TAREA
Según el fragmento del documento, ¿en qué cadena se estrena la serie Familia?

FRAGMENTO DEL DOCUMENTO
15 de enero de 2013

Codiciar el Apocalipsis


Con todo lo mala que es, el estreno de Familia, en Telecinco, no deja de ser un acto casi  revolucionario. Como poco, reconozcamos que lanzar un drama familiar ambientado en el presente es hoy un gesto a contracorriente.
¿Por qué? Porque desde hace ya unos años, en España sólo se produce y consume ficción televisiva sobre el pasado. Las series familiares (Médico de familia, Los Serrano o Menudo es mi padre) y profesionales (Periodistas, Hospital Central, Los hombres de Paco) que reinaron en las últimas dos décadas han dejado paso últimamente a una corriente de dramas encargados de recrear épocas anteriores, ya sea desde un ángulo de idealización (Cuéntame cómo paso) o desde el puro folletín con una carga romántica (La Señora, La República, Amar en tiempos revueltos, Bandolera, El Secreto de Puente Viejo, y un largo etcétera).

[Datos de localización de objetos mediante lenguaje natural]
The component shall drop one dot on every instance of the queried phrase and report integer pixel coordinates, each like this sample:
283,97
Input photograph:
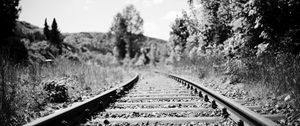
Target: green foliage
46,30
127,28
9,14
56,93
179,35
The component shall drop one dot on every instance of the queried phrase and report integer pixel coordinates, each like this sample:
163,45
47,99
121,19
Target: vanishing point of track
157,99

RESULTADO
En Telecinco.